:: TEXT BLOCK ::
+ + + +

When people talk about a “frugal life,” an “austerity plan,” or how to “live below your means,” it tends to evoke images of deprivation. These images are furthered by the common trope of creative people, such as writers and painters, as starving artists, barely able to eke out a living.
When you are working hard, the last thing you want to feel is deprived or financially constrained. You want to enjoy the fruits of your labor, without guilt or shame. To ensure you make the most of what you earn without being reckless with it, here are three strategies that give you more freedom to get what you want while maintaining fiscal security.
Never select the most expensive option
There’s an old adage about products and services that “you get what you pay for.” In many cases, this is true. No one wants to select the cheapest brain surgeon, for example. Often, the least expensive option means a lack of quality. The item wears out more quickly and you have to buy a replacement sooner than anticipated.
However, you don’t have to blow the budget by selecting the most expensive option, either. For example, you can still buy a home, vehicle, clothing or other items, if you’re careful not to buy more than you need. Items don’t necessarily have to carry the highest ticket price to be the best choice for you. You can still enjoy watching movies and sports without the top-of-the-line premium packages.
When you compare prices and features, you may realize that a lower priced item or a different brand provides the same or greater value as the most expensive option. Alternatively, focusing on sales and promotions may allow you to take advantage of a higher priced option without breaking the budget.
Focus on what you actually need versus your ability to impress your friends with your expensive choice.
Focus on what you actually need versus your ability to impress your friends with your expensive choice. After all, those friends aren’t paying the bill–you are.
Cover your critical bills first
Another way to live below your means is to prioritize what get’s paid first. Without question, certain bills like your mortgage, rent, utilities and vehicle payments must be paid first. Not doing so could lead to the loss of those assets and services that are critical to your work and life.

+ + + +

Object descriptions in free text:
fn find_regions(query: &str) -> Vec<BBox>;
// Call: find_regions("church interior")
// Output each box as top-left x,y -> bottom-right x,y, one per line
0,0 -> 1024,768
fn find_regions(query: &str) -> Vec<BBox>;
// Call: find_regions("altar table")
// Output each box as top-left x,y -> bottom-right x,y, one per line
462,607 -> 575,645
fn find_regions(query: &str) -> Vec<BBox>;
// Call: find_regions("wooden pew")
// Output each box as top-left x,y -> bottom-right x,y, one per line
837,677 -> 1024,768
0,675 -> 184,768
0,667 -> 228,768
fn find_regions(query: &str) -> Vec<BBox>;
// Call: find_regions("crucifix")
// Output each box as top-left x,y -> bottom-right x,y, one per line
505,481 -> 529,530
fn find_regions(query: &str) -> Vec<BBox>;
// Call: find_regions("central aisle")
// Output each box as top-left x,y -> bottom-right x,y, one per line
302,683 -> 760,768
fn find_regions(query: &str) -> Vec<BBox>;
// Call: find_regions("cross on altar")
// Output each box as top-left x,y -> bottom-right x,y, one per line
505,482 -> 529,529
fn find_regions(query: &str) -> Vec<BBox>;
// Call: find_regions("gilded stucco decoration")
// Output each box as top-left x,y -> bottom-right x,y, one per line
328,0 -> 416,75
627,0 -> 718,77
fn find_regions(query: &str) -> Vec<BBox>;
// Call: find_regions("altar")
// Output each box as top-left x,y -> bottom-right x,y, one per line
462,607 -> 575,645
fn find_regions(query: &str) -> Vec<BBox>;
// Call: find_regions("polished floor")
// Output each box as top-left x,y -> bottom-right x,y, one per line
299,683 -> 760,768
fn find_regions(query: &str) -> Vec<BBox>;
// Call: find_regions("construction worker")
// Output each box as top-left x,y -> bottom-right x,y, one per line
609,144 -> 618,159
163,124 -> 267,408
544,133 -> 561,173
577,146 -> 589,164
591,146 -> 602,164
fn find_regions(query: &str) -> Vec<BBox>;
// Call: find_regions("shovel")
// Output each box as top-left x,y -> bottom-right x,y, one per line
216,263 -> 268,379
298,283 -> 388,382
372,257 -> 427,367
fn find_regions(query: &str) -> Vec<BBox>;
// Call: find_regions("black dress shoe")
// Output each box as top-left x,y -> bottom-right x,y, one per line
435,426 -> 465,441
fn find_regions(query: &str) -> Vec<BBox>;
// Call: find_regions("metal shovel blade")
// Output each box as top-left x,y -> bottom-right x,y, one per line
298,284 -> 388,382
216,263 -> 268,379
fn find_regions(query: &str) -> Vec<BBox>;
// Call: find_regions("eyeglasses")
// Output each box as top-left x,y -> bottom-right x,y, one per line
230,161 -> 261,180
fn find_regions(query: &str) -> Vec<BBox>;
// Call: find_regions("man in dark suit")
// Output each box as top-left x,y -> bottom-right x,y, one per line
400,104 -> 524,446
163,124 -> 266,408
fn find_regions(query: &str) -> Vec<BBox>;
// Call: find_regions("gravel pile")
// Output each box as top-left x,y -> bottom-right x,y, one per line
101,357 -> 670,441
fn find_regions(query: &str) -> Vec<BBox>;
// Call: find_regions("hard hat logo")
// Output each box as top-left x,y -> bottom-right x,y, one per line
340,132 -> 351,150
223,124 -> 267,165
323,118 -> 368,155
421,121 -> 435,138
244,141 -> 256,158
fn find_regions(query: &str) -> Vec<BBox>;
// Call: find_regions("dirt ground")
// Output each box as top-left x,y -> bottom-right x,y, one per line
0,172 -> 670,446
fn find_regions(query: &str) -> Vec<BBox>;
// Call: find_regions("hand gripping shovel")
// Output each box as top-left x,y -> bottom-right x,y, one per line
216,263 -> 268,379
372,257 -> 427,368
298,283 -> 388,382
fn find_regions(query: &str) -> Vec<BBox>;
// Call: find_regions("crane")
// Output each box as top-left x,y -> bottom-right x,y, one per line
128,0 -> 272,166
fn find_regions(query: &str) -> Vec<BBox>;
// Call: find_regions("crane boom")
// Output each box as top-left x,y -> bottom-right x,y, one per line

+ + + +

:: EXERCISE AIM ::
Write what comes next in the piece on living below your means, picking up after its last sentence. You can ignore the listing entirely.

:: YOUR RESPONSE ::
Once you’ve covered the necessities, then you can see whether other purchases are possible, given the funds left over. It’s all too easy to buy on credit or make an impulse purchase if you’re not mindful about where you are with your budget.
The better approach is to not shop on emotion and avoid going to stores or surfing online retail sites just for something to do.
The better approach is to not shop on emotion and avoid going to stores or surfing online retail sites just for something to do. Instead, use that time to update your monthly budget and identify ways to make or save more money. When you put the money away in an account, it’s easier to resist the compulsion to buy something you don’t really need.
Rethink what’s really important to you
Money is often positioned as the key to success, and the act of spending it can show others and yourself that you’ve made it. Sure, you could purchase an expensive cup of coffee every day or sign up for a pricey Mexican cruise getaway. But is this really what’s important to you?
When you realize that spending money usually doesn’t create happiness but rather puts more pressure on you, you’re ready to reevaluate your spending habits and rethink your priorities.
When you realize that spending money usually doesn’t create happiness but rather puts more pressure on you, you’re ready to reevaluate your spending habits and rethink your priorities. You might find that other things are more important than money and don’t come with a price tag.
Perhaps you truly value a few hours at the beach or park with family members or making a meal together at home with your significant other. Those experiences often provide far greater psychological happiness, without the exorbitant price tag. Choosing these experiences over expensive purchases helps you live below your means and generates greater joy in your life.
To strengthen your commitment to this strategy, plan ahead on any purchases outside your normal monthly expenditures. Make sure you have a strong and valid justification for the expense and research the purchase thoroughly to ensure you get the best deal. At the same time, plan activities and events with your favorite people that involve little to no money. Bake cookies from scratch with your kids instead of buying them in the store. Take a bike ride or hike outdoors instead of paying for that gym you aren’t using anyway.
Practice mindful spending as a rule
These strategies lay the groundwork for a thought process that engages a critical analysis of your purchasing decisions. You can tie your spending to the things you truly value, which in turn means you can better enjoy those purchases that make fiscal sense. Moreover, when you do indulge in an occasional treat for yourself or anyone else, you won’t feel guilty. Your budget can handle it because, for the most part, you live below your means.
John Boitnott has been writing for TV, print, radio and internet companies for 25 years. He’s written for BusinessInsider, Fortune, NBC, Fast Company, Inc., Entrepreneur and Venturebeat, among others.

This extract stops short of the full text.